■ THE TASK ■
Only the text belongs in the answer: every line of the records below, transcribed exactly.

------

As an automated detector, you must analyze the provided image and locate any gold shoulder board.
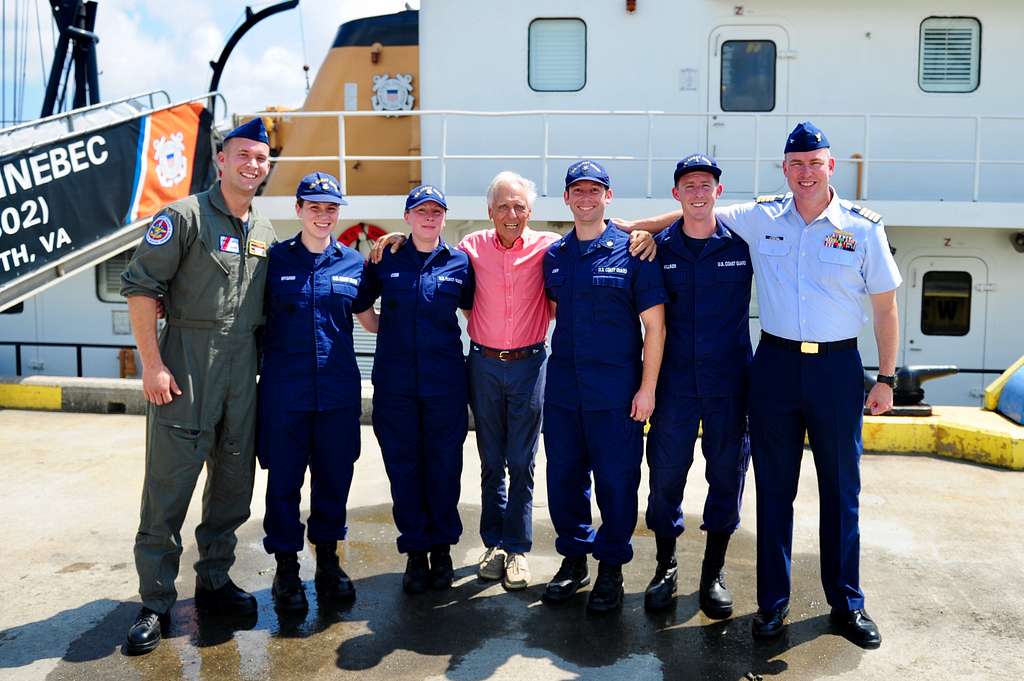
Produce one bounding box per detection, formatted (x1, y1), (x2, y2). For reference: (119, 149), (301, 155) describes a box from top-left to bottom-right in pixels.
(851, 204), (882, 223)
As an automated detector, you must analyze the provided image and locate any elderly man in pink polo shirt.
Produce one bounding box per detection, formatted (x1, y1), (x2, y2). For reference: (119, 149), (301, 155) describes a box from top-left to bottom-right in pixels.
(372, 171), (655, 590)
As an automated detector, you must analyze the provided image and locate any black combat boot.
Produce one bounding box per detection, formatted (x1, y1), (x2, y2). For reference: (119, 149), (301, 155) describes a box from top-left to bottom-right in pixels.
(428, 545), (455, 590)
(403, 551), (431, 595)
(644, 535), (678, 612)
(587, 561), (624, 613)
(125, 606), (170, 655)
(272, 552), (308, 612)
(542, 555), (590, 604)
(314, 541), (355, 603)
(699, 531), (733, 619)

------

■ TASK SOLUTION ■
As an automated detector, you must analyze the provided image and locate any gold shoulder board.
Produce one bounding box per detection, formatted (x1, y1), (x2, y2). For reference: (119, 149), (301, 155) describes a box from top-left to bottom-right in pixels.
(851, 204), (882, 223)
As an automated detector, you must analyze the provided image and locate any elderly man in pink polo shirt.
Produce one bounding box per detection, formatted (x1, y1), (x2, y2). For reference: (119, 149), (301, 155) describes a box from top-left to bottom-right in pixels.
(372, 171), (655, 590)
As an automated detector, you must analyze the provided image and locate any black combat boot.
Produce one bounding box per detection, formatted (x1, y1), (x2, y2). For reference: (119, 149), (301, 155) describes a box from top-left to bottom-right in pixels.
(428, 545), (455, 590)
(403, 551), (431, 595)
(644, 535), (678, 612)
(587, 561), (624, 613)
(125, 606), (170, 655)
(272, 552), (308, 612)
(542, 555), (590, 604)
(314, 541), (355, 603)
(699, 531), (733, 619)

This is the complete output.